— Begin Supplied material —
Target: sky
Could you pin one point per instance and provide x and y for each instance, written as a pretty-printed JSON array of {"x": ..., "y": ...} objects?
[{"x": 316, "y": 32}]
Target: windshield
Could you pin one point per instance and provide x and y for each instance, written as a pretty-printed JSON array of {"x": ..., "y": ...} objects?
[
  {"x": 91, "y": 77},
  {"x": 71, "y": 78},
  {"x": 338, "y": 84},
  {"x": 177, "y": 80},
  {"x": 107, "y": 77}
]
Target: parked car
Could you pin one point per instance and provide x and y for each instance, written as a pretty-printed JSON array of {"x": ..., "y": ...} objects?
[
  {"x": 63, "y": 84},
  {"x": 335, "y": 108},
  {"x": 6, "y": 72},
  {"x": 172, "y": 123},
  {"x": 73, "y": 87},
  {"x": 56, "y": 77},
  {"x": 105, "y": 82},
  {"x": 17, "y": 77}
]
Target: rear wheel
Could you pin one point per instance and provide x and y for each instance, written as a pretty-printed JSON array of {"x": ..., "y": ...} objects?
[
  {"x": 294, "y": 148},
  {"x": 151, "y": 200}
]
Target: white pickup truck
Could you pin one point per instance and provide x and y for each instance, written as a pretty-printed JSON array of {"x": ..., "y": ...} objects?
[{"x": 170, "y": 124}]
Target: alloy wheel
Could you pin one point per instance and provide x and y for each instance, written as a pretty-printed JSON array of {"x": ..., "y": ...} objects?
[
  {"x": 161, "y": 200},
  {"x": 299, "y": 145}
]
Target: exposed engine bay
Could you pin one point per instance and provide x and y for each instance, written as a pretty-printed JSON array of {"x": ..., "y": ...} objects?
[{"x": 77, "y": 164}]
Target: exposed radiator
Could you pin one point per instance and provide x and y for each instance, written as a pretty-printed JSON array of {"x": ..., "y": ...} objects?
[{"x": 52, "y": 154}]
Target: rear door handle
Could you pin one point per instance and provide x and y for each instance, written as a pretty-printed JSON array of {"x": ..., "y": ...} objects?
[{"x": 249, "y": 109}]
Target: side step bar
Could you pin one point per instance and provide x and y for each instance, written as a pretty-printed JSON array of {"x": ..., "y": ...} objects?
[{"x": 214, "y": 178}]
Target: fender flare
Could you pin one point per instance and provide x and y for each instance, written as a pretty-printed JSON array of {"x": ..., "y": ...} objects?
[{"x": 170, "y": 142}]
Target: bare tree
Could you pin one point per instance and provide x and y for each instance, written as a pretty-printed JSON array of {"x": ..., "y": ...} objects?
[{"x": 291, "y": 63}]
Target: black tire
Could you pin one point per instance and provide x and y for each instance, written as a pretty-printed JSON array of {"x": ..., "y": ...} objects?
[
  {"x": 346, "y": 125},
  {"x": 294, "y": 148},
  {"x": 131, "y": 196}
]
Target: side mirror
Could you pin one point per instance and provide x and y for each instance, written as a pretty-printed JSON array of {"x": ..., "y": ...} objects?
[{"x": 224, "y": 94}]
— End Supplied material —
— Begin Supplied material —
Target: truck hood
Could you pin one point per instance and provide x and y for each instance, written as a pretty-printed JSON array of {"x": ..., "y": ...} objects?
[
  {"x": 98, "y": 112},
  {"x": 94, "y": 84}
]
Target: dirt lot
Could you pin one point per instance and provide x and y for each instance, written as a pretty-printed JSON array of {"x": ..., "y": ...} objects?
— End Supplied material —
— Begin Supplied material —
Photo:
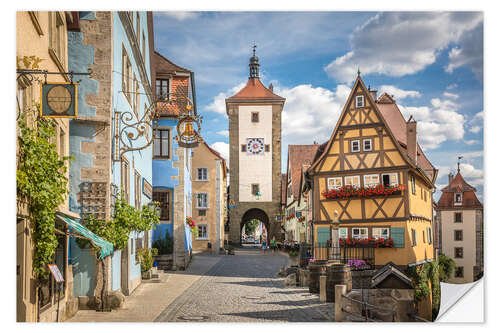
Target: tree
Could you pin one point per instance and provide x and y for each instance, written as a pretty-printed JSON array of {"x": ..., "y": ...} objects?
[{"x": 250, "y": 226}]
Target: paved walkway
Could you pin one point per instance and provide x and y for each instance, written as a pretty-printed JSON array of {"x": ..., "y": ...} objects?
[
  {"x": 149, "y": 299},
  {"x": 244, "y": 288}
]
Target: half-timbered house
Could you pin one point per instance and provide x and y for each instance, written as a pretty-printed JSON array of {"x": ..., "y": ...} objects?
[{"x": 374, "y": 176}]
— End Supplied material —
▶ [Job] How many lines of the material above contain the string "truck"? Reply with the number only.

▶ [Written solution] 2